## Extracted entries
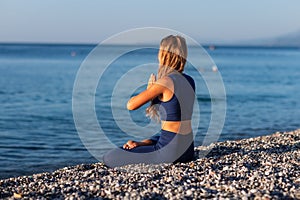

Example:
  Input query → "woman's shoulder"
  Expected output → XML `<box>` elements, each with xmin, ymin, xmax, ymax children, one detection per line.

<box><xmin>160</xmin><ymin>72</ymin><xmax>195</xmax><ymax>87</ymax></box>
<box><xmin>157</xmin><ymin>75</ymin><xmax>173</xmax><ymax>84</ymax></box>
<box><xmin>156</xmin><ymin>76</ymin><xmax>174</xmax><ymax>91</ymax></box>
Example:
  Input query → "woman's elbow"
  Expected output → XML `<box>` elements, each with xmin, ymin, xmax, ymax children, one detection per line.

<box><xmin>127</xmin><ymin>101</ymin><xmax>136</xmax><ymax>110</ymax></box>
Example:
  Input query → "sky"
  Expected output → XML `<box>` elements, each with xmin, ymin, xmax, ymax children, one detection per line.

<box><xmin>0</xmin><ymin>0</ymin><xmax>300</xmax><ymax>44</ymax></box>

## Goal of the exercise
How many lines of the material above have the word "query" in them? Give only that number.

## Finished exercise
3